**** INPUT DATA ****

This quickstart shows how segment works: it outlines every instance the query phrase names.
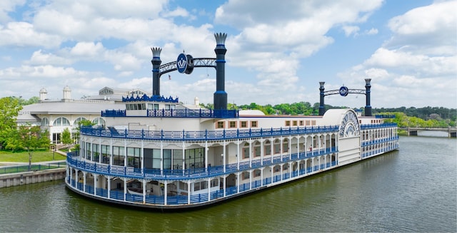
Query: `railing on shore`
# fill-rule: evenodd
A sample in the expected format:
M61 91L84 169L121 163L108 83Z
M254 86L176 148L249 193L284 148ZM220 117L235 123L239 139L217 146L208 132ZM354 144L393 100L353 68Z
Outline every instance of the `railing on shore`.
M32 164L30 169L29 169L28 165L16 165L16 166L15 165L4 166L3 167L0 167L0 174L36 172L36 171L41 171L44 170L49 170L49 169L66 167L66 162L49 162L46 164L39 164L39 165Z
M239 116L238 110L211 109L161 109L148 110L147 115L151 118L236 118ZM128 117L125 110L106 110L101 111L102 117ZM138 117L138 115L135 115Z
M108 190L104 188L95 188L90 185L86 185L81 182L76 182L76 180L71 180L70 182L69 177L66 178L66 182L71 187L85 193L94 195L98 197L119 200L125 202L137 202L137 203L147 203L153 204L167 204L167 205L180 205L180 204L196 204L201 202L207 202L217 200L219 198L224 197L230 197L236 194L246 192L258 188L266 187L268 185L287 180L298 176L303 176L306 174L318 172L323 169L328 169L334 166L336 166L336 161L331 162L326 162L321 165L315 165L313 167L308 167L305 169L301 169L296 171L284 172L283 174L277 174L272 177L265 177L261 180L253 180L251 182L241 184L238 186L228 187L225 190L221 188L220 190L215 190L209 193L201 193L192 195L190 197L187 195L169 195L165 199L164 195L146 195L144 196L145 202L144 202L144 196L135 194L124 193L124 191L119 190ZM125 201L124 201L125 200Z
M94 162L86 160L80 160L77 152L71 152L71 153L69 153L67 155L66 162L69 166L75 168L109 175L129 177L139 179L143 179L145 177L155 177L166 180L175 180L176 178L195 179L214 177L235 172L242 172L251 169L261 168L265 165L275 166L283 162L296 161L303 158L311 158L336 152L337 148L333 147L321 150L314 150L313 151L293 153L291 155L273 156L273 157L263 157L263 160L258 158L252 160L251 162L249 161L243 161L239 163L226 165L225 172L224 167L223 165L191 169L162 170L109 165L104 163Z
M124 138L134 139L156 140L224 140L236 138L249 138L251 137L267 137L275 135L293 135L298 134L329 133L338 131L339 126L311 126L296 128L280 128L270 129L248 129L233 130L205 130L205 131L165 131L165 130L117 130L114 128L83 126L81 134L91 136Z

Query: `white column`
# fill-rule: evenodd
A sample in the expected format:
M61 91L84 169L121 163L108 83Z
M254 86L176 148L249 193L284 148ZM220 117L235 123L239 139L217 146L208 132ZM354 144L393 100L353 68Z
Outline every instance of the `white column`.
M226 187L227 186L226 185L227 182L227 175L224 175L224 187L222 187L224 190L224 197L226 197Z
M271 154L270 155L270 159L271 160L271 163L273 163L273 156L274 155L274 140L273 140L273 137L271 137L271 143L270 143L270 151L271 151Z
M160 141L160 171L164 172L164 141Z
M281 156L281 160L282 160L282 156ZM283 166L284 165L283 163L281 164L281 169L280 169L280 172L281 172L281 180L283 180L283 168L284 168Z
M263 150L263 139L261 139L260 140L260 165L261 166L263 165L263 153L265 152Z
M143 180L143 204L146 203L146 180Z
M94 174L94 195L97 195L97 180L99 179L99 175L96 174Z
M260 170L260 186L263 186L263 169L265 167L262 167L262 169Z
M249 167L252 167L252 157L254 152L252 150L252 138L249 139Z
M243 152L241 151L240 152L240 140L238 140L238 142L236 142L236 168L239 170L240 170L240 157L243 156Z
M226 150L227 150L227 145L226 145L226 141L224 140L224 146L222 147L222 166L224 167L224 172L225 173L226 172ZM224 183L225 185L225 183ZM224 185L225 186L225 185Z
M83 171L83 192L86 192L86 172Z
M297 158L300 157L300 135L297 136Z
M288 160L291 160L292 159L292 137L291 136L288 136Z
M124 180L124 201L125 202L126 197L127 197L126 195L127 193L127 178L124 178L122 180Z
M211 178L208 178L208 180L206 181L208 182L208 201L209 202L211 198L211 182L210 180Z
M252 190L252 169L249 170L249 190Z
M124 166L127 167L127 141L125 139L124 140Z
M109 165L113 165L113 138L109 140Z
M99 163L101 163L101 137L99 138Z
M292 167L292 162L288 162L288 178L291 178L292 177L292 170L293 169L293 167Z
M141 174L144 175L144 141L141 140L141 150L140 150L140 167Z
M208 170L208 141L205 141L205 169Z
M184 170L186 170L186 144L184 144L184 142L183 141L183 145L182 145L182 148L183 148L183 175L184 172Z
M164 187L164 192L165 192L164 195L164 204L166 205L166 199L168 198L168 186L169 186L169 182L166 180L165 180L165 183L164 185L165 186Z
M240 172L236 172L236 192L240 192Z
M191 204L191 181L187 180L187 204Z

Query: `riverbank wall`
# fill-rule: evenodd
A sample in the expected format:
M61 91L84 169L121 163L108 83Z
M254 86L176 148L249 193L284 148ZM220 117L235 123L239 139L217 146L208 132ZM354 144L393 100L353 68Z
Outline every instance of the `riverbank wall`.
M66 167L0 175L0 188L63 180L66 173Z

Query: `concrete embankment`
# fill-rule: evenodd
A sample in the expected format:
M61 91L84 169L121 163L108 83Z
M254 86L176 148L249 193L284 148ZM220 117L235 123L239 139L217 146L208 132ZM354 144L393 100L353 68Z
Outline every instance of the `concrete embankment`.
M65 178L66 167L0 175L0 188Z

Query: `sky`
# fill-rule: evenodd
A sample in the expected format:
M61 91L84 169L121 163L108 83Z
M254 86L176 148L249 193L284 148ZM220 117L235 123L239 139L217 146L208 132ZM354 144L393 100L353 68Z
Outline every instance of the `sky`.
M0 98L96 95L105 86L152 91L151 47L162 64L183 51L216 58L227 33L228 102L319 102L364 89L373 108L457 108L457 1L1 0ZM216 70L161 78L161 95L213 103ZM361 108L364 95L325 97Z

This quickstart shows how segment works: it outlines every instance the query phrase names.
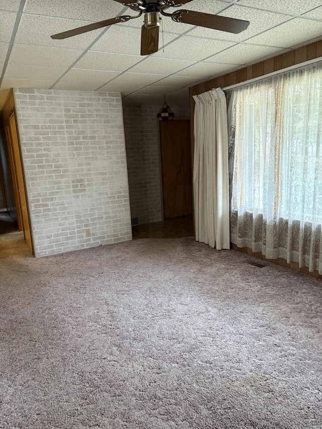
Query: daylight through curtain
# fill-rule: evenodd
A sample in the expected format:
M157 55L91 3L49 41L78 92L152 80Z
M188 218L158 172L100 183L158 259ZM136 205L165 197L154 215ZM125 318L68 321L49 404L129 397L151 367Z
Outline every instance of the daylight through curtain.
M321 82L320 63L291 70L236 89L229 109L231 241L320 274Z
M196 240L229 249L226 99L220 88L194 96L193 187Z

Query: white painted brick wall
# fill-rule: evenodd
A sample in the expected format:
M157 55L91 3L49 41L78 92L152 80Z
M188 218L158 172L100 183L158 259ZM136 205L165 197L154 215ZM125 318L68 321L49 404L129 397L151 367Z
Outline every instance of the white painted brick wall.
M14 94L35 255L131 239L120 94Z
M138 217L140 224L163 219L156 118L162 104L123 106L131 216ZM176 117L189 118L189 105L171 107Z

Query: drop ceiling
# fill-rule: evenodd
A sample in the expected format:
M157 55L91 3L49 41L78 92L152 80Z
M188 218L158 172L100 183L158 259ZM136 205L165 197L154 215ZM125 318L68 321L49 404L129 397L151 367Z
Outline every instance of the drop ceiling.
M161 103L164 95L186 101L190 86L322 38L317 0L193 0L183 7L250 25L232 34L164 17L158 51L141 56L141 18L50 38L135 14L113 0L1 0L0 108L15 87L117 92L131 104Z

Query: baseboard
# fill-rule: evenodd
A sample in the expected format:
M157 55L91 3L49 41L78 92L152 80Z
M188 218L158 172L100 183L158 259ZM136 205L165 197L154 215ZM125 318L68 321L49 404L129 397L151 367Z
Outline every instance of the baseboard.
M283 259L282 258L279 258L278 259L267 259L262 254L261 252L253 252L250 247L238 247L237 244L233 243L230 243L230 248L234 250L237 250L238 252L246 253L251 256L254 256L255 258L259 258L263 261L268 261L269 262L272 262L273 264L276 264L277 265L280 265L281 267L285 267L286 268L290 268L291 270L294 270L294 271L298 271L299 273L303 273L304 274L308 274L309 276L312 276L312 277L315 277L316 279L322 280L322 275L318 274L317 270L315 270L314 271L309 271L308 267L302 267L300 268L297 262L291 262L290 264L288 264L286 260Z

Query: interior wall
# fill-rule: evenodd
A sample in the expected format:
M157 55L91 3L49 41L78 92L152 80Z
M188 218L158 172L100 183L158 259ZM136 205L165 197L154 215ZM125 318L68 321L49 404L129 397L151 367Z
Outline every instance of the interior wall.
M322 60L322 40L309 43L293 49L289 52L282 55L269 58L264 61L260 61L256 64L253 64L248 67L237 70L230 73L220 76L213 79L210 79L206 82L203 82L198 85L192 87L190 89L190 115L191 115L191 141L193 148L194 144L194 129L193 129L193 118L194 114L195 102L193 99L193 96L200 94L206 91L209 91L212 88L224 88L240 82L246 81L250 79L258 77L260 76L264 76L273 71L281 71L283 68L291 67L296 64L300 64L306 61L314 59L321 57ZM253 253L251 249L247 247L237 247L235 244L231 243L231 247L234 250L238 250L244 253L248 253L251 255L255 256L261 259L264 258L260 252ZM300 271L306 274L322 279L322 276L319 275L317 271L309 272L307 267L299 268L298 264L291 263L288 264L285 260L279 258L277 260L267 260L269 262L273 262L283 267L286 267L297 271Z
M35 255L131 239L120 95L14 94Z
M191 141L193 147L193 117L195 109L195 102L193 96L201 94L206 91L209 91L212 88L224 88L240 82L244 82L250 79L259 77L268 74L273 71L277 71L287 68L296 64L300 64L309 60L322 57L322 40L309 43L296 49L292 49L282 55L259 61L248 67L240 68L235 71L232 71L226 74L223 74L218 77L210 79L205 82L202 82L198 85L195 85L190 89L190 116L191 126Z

****

WHAT TO WORK ON:
Could you rewrite the entries from the line with "Query: white painted brick wall" up to and including the line with "Outline every instance of the white", swapping "brick" for "stone" and leaving everything else unchanged?

EXERCISE RESULT:
Query: white painted stone wall
# fill-rule: evenodd
A sample in the expected format:
M157 55L91 3L49 41L78 92L152 80Z
M188 218L158 172L100 183L158 259ZM136 205L165 197L154 215ZM125 318L68 321L49 404L129 397L151 367Z
Outline every instance of the white painted stone wall.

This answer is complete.